*** Block opens ***
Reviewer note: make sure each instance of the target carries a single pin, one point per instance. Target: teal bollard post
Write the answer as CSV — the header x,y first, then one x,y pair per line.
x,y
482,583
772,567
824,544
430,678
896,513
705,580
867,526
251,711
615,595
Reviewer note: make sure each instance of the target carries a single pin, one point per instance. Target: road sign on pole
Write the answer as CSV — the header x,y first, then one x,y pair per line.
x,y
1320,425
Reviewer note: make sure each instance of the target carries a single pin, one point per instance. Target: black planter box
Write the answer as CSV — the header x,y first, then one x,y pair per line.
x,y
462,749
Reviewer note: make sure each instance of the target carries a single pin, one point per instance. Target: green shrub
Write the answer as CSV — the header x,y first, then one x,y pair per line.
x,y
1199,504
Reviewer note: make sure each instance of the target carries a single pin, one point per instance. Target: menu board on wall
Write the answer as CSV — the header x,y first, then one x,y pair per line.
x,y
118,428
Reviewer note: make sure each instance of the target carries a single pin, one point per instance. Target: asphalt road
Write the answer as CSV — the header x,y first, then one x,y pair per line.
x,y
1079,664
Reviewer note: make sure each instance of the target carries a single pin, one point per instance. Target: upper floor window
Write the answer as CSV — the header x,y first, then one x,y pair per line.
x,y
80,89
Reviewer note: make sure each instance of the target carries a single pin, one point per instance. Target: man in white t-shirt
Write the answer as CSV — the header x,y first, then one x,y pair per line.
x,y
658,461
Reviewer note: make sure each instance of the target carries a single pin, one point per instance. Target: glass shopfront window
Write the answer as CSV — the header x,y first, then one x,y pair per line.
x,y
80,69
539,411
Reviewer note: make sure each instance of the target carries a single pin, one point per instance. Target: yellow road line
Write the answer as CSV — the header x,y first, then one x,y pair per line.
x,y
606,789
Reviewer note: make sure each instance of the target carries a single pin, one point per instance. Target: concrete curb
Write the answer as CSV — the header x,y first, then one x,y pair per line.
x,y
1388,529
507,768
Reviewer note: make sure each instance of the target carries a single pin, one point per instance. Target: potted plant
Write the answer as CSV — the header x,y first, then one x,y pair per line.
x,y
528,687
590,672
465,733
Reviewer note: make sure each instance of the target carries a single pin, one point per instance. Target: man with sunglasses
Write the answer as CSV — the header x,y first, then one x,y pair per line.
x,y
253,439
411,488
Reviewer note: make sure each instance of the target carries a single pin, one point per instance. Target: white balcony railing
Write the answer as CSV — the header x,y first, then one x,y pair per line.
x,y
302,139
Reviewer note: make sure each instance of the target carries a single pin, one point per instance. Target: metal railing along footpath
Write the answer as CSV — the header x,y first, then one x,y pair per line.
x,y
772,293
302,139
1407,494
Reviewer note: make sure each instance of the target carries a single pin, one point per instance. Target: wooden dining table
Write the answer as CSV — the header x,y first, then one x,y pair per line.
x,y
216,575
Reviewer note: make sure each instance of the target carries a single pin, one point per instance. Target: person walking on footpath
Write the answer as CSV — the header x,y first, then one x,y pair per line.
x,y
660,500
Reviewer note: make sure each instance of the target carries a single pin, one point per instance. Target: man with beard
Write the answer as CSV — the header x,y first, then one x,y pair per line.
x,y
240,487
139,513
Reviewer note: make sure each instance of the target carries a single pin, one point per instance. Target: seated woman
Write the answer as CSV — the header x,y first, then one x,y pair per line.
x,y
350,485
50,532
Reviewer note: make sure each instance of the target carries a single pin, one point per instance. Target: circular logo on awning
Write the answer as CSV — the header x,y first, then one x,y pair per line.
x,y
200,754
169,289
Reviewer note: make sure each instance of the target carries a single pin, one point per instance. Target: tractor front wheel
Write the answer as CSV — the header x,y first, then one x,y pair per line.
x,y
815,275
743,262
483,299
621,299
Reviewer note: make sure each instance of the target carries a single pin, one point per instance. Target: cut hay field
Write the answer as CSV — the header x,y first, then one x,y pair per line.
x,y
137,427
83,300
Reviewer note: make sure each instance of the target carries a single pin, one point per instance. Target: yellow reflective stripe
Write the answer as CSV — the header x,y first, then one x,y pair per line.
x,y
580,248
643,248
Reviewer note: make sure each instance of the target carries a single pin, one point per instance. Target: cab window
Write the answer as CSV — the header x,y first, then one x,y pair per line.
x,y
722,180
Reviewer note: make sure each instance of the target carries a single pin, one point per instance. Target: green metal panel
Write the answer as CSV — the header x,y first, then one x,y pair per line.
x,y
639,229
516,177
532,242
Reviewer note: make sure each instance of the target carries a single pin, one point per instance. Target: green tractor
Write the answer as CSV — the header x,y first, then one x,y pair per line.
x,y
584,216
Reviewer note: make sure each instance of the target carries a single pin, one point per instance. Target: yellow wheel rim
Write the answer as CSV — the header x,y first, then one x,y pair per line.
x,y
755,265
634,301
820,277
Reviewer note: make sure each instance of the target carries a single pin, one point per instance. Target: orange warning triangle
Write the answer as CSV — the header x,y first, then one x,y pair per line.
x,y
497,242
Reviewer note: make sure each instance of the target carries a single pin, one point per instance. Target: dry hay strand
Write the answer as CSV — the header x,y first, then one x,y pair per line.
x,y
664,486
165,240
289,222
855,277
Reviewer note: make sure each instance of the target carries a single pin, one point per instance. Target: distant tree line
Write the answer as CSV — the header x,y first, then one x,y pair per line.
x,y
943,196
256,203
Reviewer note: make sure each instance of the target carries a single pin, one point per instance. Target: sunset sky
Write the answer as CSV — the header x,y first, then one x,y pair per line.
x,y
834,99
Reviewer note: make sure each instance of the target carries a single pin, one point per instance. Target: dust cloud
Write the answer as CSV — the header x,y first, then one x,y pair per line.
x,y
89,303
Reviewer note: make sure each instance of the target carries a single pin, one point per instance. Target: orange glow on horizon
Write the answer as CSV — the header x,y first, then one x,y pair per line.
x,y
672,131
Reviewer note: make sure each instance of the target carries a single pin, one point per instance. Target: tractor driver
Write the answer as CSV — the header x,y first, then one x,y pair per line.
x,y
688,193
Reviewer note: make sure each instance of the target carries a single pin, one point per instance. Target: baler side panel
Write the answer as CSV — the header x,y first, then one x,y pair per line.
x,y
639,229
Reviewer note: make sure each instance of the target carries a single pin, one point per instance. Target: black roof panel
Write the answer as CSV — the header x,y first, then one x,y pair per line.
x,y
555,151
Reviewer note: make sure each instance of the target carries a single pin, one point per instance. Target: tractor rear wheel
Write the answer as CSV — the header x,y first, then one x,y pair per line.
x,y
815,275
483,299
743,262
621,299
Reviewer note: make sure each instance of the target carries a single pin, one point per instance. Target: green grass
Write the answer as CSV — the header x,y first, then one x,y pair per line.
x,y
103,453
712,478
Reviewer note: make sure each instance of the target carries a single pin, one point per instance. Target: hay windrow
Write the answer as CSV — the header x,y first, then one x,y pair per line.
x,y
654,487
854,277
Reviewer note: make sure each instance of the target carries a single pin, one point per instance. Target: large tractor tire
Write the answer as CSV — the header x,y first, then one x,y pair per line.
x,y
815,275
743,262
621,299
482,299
*** Block closes ***
Filter the entries and copy out every line with the word "tractor".

* [Response to this exercise]:
Reviewer note: make sure each instance of the target carries a single pin, one point per instance. Target: tractor front wheel
Reviewer note: make sure each instance of the target carries a single pin, one point per instance. Target: green tractor
Reviewer note: make sure each instance of the target carries a single pin, one point per instance. Target: tractor driver
Reviewer note: make sure each instance of the target carries a single pin, one point per instance. Target: tractor rear wheel
Reviewer note: make sure each instance of the target carries a single pin, one point per instance. Target: large tractor tire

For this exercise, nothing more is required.